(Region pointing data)
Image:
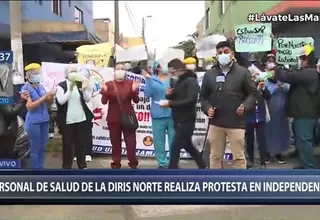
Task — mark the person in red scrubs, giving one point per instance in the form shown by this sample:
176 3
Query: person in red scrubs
126 91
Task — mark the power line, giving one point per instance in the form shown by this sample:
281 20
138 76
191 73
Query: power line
131 17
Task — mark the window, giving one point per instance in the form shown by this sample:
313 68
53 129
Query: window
56 7
78 15
207 21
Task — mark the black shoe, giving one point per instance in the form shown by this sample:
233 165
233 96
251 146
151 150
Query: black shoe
280 159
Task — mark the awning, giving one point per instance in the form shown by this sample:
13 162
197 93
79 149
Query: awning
50 32
71 37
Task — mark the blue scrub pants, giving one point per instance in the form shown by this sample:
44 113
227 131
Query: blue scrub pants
160 128
38 134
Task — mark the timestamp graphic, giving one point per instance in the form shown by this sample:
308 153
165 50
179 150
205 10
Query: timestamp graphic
6 56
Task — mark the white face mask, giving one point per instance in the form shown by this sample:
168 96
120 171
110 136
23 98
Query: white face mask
127 66
270 65
191 66
119 75
224 59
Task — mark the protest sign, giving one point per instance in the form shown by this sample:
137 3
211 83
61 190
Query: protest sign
136 53
253 37
289 49
206 47
97 55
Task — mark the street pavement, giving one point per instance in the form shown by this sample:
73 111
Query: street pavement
155 212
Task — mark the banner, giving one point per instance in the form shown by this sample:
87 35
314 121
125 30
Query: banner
136 53
206 47
253 37
289 49
144 187
97 55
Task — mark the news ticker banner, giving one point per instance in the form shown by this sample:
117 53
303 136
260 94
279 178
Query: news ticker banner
160 187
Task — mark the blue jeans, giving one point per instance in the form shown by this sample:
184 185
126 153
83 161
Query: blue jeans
161 127
38 137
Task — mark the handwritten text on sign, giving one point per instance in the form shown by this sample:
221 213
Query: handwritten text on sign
253 37
289 49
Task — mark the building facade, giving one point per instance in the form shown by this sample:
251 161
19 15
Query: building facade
222 16
52 10
104 28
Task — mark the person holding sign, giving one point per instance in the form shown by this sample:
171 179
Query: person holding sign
227 93
74 117
256 121
119 93
182 99
37 118
162 123
277 140
303 103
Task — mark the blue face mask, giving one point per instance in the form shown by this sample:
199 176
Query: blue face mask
224 59
35 78
164 70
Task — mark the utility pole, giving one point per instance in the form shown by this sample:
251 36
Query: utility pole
116 24
16 35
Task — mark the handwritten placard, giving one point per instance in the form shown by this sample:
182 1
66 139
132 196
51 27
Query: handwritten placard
289 49
253 37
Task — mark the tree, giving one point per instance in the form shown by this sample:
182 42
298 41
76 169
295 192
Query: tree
188 46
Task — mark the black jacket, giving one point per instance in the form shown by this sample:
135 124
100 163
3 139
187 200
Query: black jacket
184 98
303 88
237 89
8 118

» **WORK ORDER**
Produce an exact copy of the records above, leaving out the pictures.

» **TASK OUTPUT**
Image:
Task — mark the person in red scrubs, giving one point per instance in the form shown by this sample:
176 3
Query: person in red scrubs
126 91
Task — mark the power line, giving one point per instance in the form shown by this sample:
281 20
138 76
191 73
Query: power line
131 17
Task — mark the window, giving one point per instance in the form shown by this sample:
313 68
53 129
Query: window
56 7
78 15
207 21
Task — mark the black shoe, giving one point per instance in the form shown by this sample:
233 165
233 96
251 146
151 150
Query: black shoe
280 159
Task — mark the awning, giving one point per instance in the form shown by this sample:
13 162
197 93
79 149
Query: awning
50 32
71 37
Task — mark the blue scrub pants, giving one point per instance in the form shown by this sample:
44 113
227 131
Query: blue scrub pants
160 128
38 134
Task — mark the timestamp graphic, giving one point per instance in the form shown by this sample:
308 153
165 50
179 150
205 10
Query: timestamp graphic
6 56
Task — mark the white face mask, giving one point per instance in the form shown by this sample:
168 96
120 171
110 136
23 98
Query: white face mask
127 66
270 65
191 66
119 75
224 59
Task — mark the protest sign, giving one point per instance in the form shown by this sample:
137 3
211 83
61 190
Query: protest sign
136 53
253 37
289 49
206 47
97 55
Task — mark the street pavement, giving one point per instance in the form shown by this sample:
73 111
Query: street pavement
155 212
Task — mark the banner, giving one point per instance in the form shown by this sample:
87 35
314 121
125 30
Query: banner
136 53
206 47
253 37
289 49
144 187
97 55
Task — mark the news ticker banner, giving one point per instance in the form shown by this sample:
117 53
303 136
260 94
279 178
Query: news ticker banner
160 187
Task — mark the blue jeans, giving one point per instance in the form shown by this sample:
184 185
126 153
83 161
Query: blue jeans
161 127
38 137
Task — mark the handwritten text on sign, giving one point per instance in the form shown by this sample:
221 213
Query: handwritten text on sign
253 37
289 49
Task — mark the building facade, giving one point per instance in the form shown by this sample:
251 161
19 15
Query: building facade
222 16
52 10
104 28
Task — mark the person holding sign, giving one point per instance in the form shown by this sample:
171 179
Query: person holding sign
227 93
74 117
256 121
119 93
182 99
37 118
162 123
277 140
303 103
Task — mark the blue face mask, giving one point per instance in the form shown by this sample:
199 176
Query: blue face mask
224 59
35 78
164 70
Task — mark the utility pole, giving one point per instance in the form shown by this sample:
251 36
Query: utility pole
116 24
16 35
Task — mark the handwritten placard, giving one point per instance in the form shown by this sample:
182 1
66 139
132 196
51 27
Query: handwritten placard
289 49
253 37
Task — mark the tree, giving one point per instance in the form shown by this sample:
182 42
298 41
76 169
295 192
Query: tree
188 46
Task — mark the black jacket, giving one point per instance in the form shown by this sample:
135 124
100 163
3 139
187 200
Query: black jacket
184 98
303 88
237 89
8 118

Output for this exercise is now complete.